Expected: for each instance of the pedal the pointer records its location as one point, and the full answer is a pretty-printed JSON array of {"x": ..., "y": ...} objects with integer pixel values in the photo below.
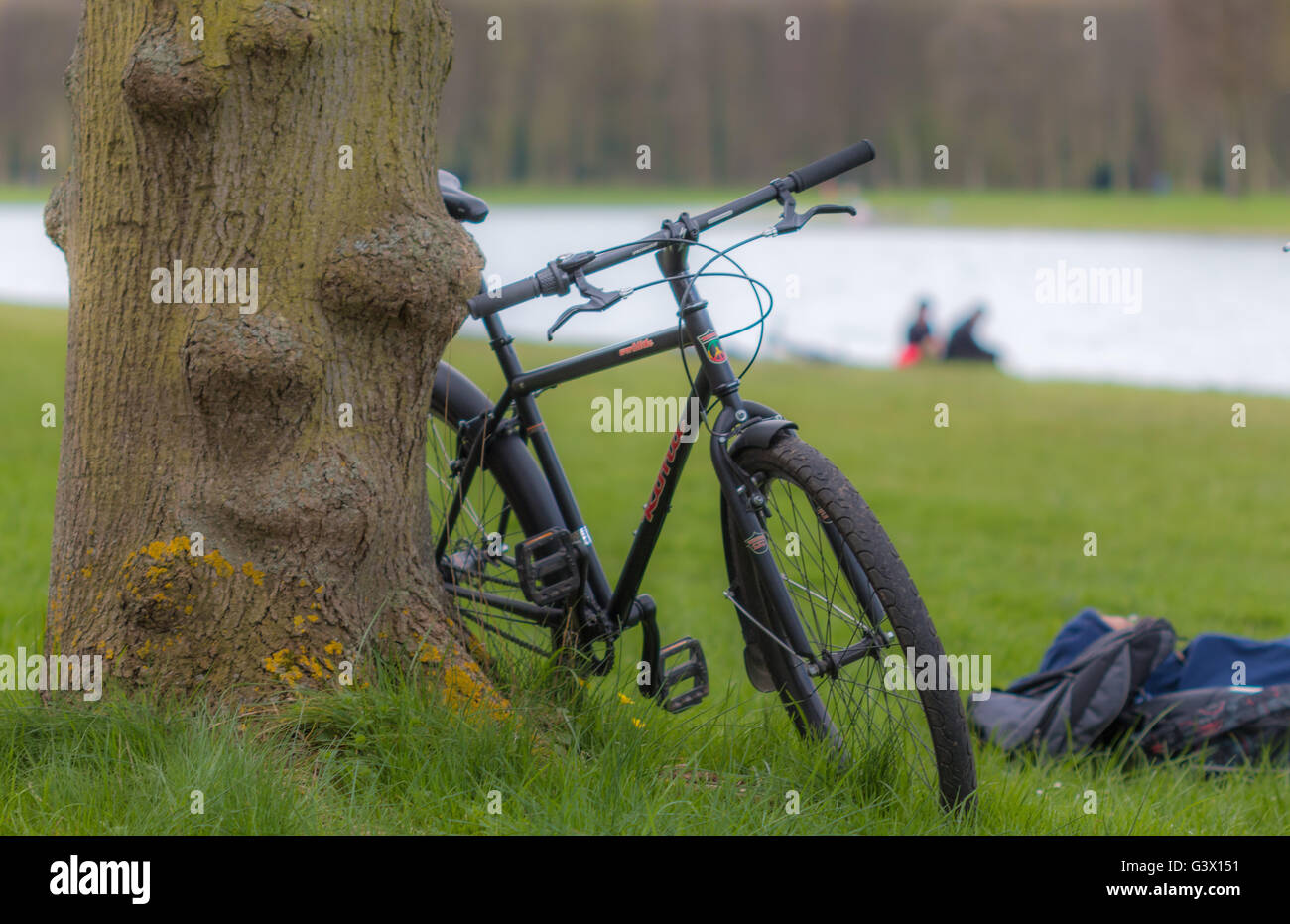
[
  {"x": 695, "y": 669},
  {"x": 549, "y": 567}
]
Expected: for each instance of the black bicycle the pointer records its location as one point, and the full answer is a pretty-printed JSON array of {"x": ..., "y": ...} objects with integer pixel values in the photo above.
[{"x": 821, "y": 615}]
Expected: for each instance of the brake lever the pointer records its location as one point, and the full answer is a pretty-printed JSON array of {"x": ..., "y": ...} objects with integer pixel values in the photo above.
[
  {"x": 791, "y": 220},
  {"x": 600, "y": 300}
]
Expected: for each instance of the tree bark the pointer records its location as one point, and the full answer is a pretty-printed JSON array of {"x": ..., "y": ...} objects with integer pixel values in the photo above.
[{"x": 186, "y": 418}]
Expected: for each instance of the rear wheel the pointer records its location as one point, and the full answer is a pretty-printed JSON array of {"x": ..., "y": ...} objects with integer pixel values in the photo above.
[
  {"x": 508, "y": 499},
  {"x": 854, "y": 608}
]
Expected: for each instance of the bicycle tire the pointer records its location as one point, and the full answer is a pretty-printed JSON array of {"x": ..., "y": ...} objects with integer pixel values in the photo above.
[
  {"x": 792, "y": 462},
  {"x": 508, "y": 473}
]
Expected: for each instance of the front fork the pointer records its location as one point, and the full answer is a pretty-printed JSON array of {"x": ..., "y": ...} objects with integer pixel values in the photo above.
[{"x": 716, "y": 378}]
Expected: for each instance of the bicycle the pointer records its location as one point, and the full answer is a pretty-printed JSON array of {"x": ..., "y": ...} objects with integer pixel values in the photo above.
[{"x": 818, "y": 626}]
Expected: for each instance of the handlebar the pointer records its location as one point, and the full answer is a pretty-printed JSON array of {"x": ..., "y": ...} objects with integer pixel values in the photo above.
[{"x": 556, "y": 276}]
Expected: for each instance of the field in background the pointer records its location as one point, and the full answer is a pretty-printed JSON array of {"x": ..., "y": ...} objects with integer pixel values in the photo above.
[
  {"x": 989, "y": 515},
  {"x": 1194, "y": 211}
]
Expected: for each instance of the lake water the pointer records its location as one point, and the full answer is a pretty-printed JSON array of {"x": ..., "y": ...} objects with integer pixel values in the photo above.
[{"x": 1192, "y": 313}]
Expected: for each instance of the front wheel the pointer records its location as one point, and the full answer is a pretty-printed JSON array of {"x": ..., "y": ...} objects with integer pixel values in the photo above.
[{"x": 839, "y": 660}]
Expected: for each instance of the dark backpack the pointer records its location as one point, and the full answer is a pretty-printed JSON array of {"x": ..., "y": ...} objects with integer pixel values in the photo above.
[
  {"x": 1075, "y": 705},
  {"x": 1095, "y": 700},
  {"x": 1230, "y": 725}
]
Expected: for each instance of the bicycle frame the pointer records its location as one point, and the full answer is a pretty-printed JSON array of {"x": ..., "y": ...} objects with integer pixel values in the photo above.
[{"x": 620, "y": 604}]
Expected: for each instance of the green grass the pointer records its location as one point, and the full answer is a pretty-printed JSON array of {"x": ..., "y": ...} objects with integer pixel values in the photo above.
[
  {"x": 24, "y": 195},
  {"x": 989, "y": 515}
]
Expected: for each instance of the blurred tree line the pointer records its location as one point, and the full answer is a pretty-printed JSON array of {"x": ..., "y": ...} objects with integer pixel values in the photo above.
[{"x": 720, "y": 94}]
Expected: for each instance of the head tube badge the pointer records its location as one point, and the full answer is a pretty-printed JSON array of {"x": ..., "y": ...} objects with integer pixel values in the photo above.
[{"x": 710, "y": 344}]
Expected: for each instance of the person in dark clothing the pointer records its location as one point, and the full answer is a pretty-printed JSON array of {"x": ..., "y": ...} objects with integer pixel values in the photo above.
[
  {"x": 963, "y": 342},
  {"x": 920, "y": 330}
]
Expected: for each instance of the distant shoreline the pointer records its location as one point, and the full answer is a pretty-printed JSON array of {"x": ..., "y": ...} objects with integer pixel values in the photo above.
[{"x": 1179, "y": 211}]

...

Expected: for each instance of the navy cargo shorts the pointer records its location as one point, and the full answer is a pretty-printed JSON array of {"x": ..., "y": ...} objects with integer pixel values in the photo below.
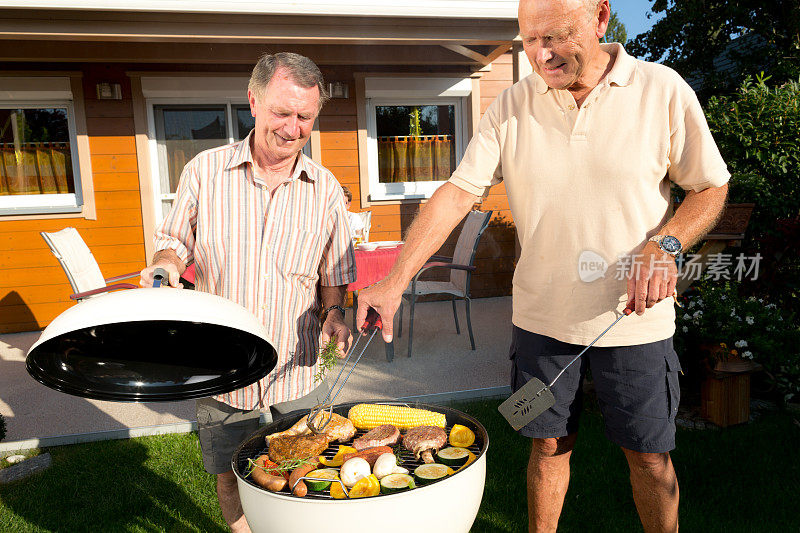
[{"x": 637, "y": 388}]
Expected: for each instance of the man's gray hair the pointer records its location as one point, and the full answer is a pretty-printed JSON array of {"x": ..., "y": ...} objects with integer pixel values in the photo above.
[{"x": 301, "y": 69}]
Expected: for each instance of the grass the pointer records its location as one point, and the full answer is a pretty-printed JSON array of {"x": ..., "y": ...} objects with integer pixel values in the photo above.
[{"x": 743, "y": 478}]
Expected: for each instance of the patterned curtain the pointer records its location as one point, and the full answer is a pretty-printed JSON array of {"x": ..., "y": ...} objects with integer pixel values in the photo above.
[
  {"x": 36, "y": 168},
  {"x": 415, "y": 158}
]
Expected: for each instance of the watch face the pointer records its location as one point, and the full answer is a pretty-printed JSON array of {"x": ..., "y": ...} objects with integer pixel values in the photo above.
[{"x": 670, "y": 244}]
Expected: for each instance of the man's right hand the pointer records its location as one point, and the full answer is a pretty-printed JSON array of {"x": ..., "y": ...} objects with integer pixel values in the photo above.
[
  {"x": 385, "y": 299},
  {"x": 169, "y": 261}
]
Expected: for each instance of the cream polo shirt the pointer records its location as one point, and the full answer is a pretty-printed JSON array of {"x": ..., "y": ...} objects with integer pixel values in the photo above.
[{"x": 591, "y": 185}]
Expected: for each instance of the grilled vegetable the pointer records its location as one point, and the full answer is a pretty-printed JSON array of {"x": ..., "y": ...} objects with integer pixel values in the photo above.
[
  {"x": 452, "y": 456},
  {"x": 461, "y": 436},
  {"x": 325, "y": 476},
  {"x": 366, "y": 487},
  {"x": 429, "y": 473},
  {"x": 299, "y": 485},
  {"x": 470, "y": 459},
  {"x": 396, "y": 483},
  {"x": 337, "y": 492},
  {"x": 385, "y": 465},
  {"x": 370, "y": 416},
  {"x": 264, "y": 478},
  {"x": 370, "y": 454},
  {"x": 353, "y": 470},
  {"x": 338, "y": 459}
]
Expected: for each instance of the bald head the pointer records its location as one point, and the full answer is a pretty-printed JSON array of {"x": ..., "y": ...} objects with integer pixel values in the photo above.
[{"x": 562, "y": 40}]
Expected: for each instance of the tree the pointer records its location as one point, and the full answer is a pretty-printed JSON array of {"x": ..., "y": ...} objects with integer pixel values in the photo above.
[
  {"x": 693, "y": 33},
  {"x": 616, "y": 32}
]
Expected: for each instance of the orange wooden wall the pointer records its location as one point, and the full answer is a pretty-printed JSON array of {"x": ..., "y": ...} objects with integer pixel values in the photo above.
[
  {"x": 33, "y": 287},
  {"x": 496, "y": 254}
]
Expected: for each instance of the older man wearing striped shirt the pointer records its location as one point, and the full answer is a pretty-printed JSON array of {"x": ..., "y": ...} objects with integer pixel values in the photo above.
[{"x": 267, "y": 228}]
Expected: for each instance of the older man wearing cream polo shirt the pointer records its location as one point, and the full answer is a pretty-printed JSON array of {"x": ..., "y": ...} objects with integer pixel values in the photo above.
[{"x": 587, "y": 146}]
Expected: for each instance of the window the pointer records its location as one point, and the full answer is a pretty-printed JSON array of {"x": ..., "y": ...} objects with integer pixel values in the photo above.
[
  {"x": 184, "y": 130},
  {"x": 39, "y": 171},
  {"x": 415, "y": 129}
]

## REQUIREMENTS
Return each line above that contains the word "grass", copied in full.

## PROBLEM SOLUTION
Expected: for each instance of the green grass the pointer records its location as one point, and the full answer is a pretty-printed JSON array of {"x": ..., "y": ...} objects with integer pixel values in the photo above.
Expected: for each instance of the grass the pointer records its location as one point, and the full answer is a pretty-printed JSON array of {"x": ..., "y": ...} objects with integer pixel values in the photo above.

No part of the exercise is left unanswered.